◆ Problem ◆
Working line by line, output the entries below exactly as they appear.

◆ Material to process ◆
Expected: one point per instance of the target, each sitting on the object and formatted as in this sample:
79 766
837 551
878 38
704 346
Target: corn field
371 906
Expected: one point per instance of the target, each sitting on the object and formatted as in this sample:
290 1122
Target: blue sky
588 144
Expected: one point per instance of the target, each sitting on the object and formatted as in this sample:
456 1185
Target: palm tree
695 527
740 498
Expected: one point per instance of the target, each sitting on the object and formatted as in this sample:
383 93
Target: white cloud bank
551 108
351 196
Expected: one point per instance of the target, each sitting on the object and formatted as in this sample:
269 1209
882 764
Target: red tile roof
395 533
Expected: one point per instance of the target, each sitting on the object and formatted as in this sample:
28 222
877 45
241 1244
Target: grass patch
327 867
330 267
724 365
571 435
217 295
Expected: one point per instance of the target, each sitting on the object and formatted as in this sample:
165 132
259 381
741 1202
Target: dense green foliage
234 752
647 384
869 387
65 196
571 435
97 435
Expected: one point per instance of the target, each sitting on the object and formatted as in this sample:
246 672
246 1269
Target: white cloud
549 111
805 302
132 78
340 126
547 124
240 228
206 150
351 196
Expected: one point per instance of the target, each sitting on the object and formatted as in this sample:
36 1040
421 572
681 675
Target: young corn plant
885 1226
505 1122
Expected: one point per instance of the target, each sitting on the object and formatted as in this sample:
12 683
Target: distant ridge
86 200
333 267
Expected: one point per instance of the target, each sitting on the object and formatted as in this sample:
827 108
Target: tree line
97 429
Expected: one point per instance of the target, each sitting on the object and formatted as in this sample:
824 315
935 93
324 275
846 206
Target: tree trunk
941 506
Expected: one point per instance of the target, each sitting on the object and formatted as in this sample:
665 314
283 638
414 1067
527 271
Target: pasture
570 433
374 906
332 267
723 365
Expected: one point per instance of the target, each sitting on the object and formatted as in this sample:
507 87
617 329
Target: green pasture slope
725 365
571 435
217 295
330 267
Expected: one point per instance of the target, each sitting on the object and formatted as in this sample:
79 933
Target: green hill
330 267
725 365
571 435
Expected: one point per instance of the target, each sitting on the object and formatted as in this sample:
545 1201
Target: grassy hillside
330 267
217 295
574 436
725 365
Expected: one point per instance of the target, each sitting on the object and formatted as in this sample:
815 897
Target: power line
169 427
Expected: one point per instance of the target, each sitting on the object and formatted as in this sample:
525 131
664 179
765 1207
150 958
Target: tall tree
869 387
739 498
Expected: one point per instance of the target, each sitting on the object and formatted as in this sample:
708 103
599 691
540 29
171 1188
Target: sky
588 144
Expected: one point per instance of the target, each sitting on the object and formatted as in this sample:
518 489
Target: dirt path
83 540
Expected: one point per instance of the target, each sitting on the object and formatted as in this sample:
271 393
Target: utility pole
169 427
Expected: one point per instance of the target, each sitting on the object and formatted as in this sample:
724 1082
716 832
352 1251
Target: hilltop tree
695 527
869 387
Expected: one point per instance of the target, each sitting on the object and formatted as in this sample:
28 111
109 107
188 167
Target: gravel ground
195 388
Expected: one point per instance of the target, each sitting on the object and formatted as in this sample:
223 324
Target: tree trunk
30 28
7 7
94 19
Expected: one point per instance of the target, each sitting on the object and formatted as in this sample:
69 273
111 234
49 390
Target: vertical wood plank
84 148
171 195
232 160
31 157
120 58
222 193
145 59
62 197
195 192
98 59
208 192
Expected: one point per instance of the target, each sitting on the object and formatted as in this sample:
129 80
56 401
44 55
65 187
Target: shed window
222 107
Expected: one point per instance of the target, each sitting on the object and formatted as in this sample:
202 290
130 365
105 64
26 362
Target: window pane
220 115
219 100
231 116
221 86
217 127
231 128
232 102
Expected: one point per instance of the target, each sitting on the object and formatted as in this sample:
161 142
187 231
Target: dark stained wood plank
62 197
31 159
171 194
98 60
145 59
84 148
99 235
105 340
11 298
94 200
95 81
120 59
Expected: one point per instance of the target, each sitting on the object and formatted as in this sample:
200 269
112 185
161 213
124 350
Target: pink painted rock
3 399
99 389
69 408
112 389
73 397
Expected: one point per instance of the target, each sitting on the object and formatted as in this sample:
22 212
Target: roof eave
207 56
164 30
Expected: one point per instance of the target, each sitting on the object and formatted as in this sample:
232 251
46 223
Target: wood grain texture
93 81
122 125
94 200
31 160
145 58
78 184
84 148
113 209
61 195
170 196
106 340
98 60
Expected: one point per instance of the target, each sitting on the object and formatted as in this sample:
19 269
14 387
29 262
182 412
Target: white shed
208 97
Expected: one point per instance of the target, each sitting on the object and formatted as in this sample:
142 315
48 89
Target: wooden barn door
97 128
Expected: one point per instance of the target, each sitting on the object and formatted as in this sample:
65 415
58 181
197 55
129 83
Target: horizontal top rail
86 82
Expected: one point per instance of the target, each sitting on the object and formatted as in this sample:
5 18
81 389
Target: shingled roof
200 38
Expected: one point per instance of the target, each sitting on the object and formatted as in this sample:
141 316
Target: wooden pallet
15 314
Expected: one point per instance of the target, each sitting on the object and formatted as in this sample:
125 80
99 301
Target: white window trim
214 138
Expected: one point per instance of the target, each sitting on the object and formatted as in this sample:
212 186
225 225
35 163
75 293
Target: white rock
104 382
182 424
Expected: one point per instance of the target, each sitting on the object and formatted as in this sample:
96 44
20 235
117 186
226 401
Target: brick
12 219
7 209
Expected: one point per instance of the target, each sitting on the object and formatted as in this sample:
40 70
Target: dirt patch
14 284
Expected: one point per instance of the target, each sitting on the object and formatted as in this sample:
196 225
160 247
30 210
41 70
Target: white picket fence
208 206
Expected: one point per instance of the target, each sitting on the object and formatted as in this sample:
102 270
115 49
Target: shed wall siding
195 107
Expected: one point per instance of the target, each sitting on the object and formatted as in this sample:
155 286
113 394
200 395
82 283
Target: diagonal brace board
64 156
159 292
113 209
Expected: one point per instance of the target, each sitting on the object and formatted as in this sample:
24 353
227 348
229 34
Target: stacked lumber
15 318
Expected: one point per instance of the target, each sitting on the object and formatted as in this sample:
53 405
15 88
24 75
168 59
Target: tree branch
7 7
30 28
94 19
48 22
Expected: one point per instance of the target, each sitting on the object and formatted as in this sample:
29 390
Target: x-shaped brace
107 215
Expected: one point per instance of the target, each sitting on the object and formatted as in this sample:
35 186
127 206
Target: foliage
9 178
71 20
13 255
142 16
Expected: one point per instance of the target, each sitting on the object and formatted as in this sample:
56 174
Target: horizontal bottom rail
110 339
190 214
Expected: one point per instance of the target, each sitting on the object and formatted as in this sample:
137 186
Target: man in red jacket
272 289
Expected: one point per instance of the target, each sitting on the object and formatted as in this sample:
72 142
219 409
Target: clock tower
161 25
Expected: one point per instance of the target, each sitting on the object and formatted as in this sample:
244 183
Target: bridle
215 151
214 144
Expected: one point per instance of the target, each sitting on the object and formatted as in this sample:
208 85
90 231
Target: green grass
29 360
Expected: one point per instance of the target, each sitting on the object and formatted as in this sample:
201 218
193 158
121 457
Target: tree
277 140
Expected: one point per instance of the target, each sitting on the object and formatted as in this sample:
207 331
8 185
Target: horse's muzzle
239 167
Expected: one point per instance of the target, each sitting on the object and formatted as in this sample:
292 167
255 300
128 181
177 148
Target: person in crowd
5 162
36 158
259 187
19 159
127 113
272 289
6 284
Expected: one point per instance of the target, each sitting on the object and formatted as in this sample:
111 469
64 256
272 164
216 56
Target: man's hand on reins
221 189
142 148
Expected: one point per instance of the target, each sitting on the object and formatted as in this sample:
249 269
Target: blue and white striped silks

◆ Output of the task ◆
Expected: one point per instance of the target, each sitting on the object and formatted as in this sample:
79 766
837 551
878 38
704 346
Target: corn field
371 906
Expected: one point per instance of the target, each sitting on the object and formatted as in this sample:
290 1122
Target: blue sky
588 144
Expected: one point per instance of the target, each sitting on the object and formatted as in this sample:
456 1185
Target: palm tree
695 527
740 498
Expected: one point per instance of the target, each sitting on the object and formatted as in this sample:
383 93
Target: white cloud bank
551 108
351 196
Expected: one point per instance of the target, each sitting on the object and formatted as in this sample:
269 1209
882 764
Target: red tile roof
395 533
Expected: one point per instance of the target, each sitting on the object and formatted as in this sample:
28 222
877 45
241 1244
Target: grass patch
327 867
330 267
724 365
571 435
217 295
Expected: one point per instance of the target, each sitting on the object and formatted as in this sample:
165 132
259 381
741 1202
Target: dense green foliage
234 752
647 384
869 387
65 196
571 435
97 435
Expected: one point per instance of the target, each sitting on the object and formatted as in this sample:
246 672
246 1269
Target: white cloud
549 111
805 302
132 78
340 126
547 124
240 228
206 150
351 196
Expected: one point per instance of the target, each sitting on the object and formatted as in this sample:
36 1040
421 572
681 675
Target: young corn plant
885 1226
505 1122
Expected: one point per instance of the target, each sitting on the object and formatted as in this sample:
12 683
Target: distant ridge
86 200
333 267
Expected: one point per instance of the target, each sitting on the object and formatted as in this sample:
827 108
Target: tree line
97 429
Expected: one point per instance of the target, each sitting on the object and formatted as in this sample:
824 315
935 93
324 275
846 206
Target: tree trunk
941 506
Expected: one point per instance of the target, each sitting on the object and formatted as in this sample:
665 314
283 638
414 1067
527 271
Target: pasture
570 433
374 906
332 267
723 365
Expected: one point per instance of the target, each sitting on the object and formatted as in this sample:
507 87
617 329
Target: green pasture slope
725 365
571 435
217 295
330 267
Expected: one point per instance of the target, each sitting on the object and formatted as in this sample:
79 933
Target: green hill
330 267
725 365
571 435
Expected: one point per instance of the target, each sitting on the object and formatted as in this sample:
545 1201
Target: grassy hillside
330 267
217 295
574 436
725 365
Expected: one point per instance of the target, each sitting on the object and formatted as in this sample:
815 897
Target: power line
169 427
Expected: one point per instance of the target, each sitting on the object and formatted as in this sample:
525 131
664 179
765 1207
150 958
Target: tall tree
869 387
739 498
Expected: one point per instance of the target, each sitting on the object and formatted as in this sample:
708 103
599 691
540 29
171 1188
Target: sky
588 144
Expected: one point per instance of the target, each sitting on the object and formatted as in this sample:
518 489
Target: dirt path
83 540
Expected: one point per instance of the target, each sitting on the object and formatted as in this sample:
271 393
Target: utility pole
169 427
Expected: one point per instance of the target, each sitting on the object and formatted as in this sample:
724 1082
716 832
352 1251
Target: hilltop tree
695 527
869 387
Expected: one point per instance of the target, each sitting on the object and formatted as in this sample:
28 111
109 107
188 167
Target: gravel ground
195 388
Expected: one point per instance of the target, each sitting on the object and formatted as in this sample:
223 324
Target: tree trunk
30 28
7 7
94 19
Expected: one point per instance of the target, each sitting on the object and formatted as in this sample:
69 273
111 234
49 390
Target: vertical wood plank
84 148
171 195
232 160
31 157
120 58
222 193
145 59
62 197
195 192
98 59
208 192
Expected: one point per instance of the target, each sitting on the object and formatted as in this sample:
129 80
56 401
44 55
65 187
Target: shed window
222 107
Expected: one point per instance of the target, each sitting on the object and formatted as in this sample:
202 290
130 365
105 64
26 362
Target: window pane
220 115
219 100
231 116
221 86
217 127
231 128
232 102
Expected: one point per instance of the target, each sitting on the object and formatted as in this sample:
161 142
187 231
Target: dark stained wood plank
62 197
31 159
171 194
98 60
145 59
84 148
99 235
105 340
11 298
94 200
95 81
120 59
Expected: one point per instance of the target, each sitting on the object and formatted as in this sample:
200 269
112 185
161 213
124 350
Target: pink painted rock
3 399
99 389
69 408
112 389
73 397
Expected: one point per instance of the target, each sitting on the object and formatted as in this sample:
22 212
Target: roof eave
207 56
164 30
Expected: one point per instance of the target, each sitting on the object and formatted as in this sample:
232 251
46 223
Target: wood grain texture
93 81
122 125
94 200
31 160
145 58
78 184
84 148
113 209
61 195
170 196
106 340
98 60
Expected: one point per instance of the target, each sitting on the object and formatted as in this sample:
19 269
14 387
29 262
182 412
Target: white shed
208 97
Expected: one point per instance of the target, each sitting on the object and formatted as in this sample:
142 315
48 89
Target: wooden barn door
97 128
Expected: one point per instance of the target, each sitting on the object and formatted as in this sample:
65 415
58 181
197 55
129 83
Target: horizontal top rail
86 82
Expected: one point per instance of the target, each sitting on the object and formatted as in this sample:
5 18
81 389
Target: shingled roof
200 38
Expected: one point per instance of the target, each sitting on the object and formatted as in this sample:
141 316
Target: wooden pallet
15 314
Expected: one point per instance of the target, each sitting on the object and formatted as in this sample:
125 80
99 301
Target: white window trim
214 138
Expected: one point per instance of the target, each sitting on the object and formatted as in this sample:
212 186
225 225
35 163
75 293
Target: white rock
104 382
182 424
Expected: one point per instance of the target, each sitting on the object and formatted as in this sample:
96 44
20 235
117 186
226 401
Target: brick
12 219
7 209
Expected: one point per instance of the target, each sitting on the object and formatted as in this sample:
40 70
Target: dirt patch
14 284
Expected: one point per instance of the target, each sitting on the object and formatted as in this sample:
196 225
160 247
30 210
41 70
Target: white picket fence
208 206
Expected: one point per instance of the target, each sitting on the object and formatted as in this sample:
102 270
115 49
Target: shed wall siding
195 107
Expected: one point per instance of the target, each sitting on the object and formatted as in this sample:
155 286
113 394
200 395
82 283
Target: diagonal brace board
64 156
159 292
113 209
Expected: one point per instance of the target, each sitting on the object and formatted as in this sample:
24 353
227 348
229 34
Target: stacked lumber
15 318
Expected: one point per instance of the target, each sitting on the object and formatted as in this sample:
53 405
15 88
24 75
168 59
Target: tree branch
7 7
30 28
94 19
48 22
Expected: one point per instance of the target, each sitting on the object and formatted as in this sample:
29 390
Target: x-shaped brace
107 215
Expected: one point per instance of the target, each sitting on the object and formatted as in this sample:
35 186
127 206
Target: foliage
9 178
71 20
13 255
142 16
Expected: one point per instance of the target, each sitting on the object and formatted as in this sample:
56 174
Target: horizontal bottom rail
110 339
190 214
Expected: one point per instance of the target, each sitting on the object and formatted as in this sample:
137 186
Target: man in red jacket
272 289
Expected: one point per instance of the target, each sitting on the object and formatted as in this sample:
72 142
219 409
Target: clock tower
161 25
Expected: one point per instance of the target, each sitting on the object and formatted as in this sample:
244 183
Target: bridle
215 151
214 144
Expected: one point per instance of the target, each sitting on the object and formatted as in this sample:
208 85
90 231
Target: green grass
29 360
Expected: one point per instance of the target, each sitting on the object and formatted as in this sample:
201 218
193 158
121 457
Target: tree
277 140
Expected: one point per instance of the target, each sitting on the object and formatted as in this sample:
207 331
8 185
Target: horse's muzzle
239 167
Expected: one point per instance of the target, each sitting on the object and formatted as in this sample:
292 167
255 300
128 181
177 148
Target: person in crowd
5 162
36 158
259 187
19 159
127 113
272 289
6 284
Expected: one point per instance of the target, each sitting on the object and formatted as in this sample:
111 469
64 256
272 164
216 56
Target: man's hand on reins
221 189
142 148
Expected: one point per instance of the target, each sitting on the object and formatted as in this sample:
249 269
Target: blue and white striped silks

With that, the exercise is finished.